**Aim of the exercise:** Return everything from the start of the records down to the line containing "rough mask: <svg", both ends included, copied exactly. Leave the pictures out of your answer.

**Listed records:**
= Beginning of Section =

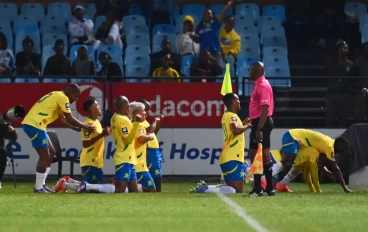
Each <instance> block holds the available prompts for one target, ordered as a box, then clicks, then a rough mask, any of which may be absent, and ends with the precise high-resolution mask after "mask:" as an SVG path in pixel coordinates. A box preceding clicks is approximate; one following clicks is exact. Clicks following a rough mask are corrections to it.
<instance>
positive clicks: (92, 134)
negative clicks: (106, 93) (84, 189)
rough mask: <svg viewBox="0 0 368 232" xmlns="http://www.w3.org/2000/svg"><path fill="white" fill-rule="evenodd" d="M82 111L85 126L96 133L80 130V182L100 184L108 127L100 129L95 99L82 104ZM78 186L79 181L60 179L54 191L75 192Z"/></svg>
mask: <svg viewBox="0 0 368 232" xmlns="http://www.w3.org/2000/svg"><path fill="white" fill-rule="evenodd" d="M83 110H84V111H85V112H86V113H87V114H88V118H87V119H86V120H85V121H84V123H85V124H91V125H93V126H95V127H96V131H95V132H92V133H90V132H89V131H87V130H85V129H82V130H81V136H82V145H83V149H82V152H81V155H80V167H81V169H82V180H83V181H86V182H87V183H90V184H102V183H103V172H102V168H103V166H104V147H105V140H104V138H105V137H106V136H109V135H111V133H112V132H111V129H110V127H106V128H104V129H102V126H101V123H100V121H99V120H98V117H99V116H101V106H100V105H99V104H98V102H97V101H96V100H95V99H88V100H86V101H85V102H84V103H83ZM79 185H80V182H79V181H76V180H73V179H71V178H70V177H64V178H61V179H60V180H59V181H58V182H57V183H56V185H55V187H54V191H55V192H59V191H62V190H66V189H73V190H76V189H77V188H78V186H79Z"/></svg>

= End of Section =

**Output of the task:**
Each <instance> block holds the available prompts for one target, ordered as a box, then clicks, then a rough mask, any of which may be absent, and ends with the precise high-resolution mask after "mask:" as an SVG path in pixel coordinates. A box preceding clicks is approximate; one following clicks is exact. Clicks following a rough mask are corrections to it.
<instance>
positive clicks: (92, 134)
negative clicks: (106, 93) (84, 189)
rough mask: <svg viewBox="0 0 368 232" xmlns="http://www.w3.org/2000/svg"><path fill="white" fill-rule="evenodd" d="M82 111L85 126L96 133L80 130V182L100 184L108 127L100 129L95 99L82 104ZM78 186L79 181L60 179L54 191L75 192Z"/></svg>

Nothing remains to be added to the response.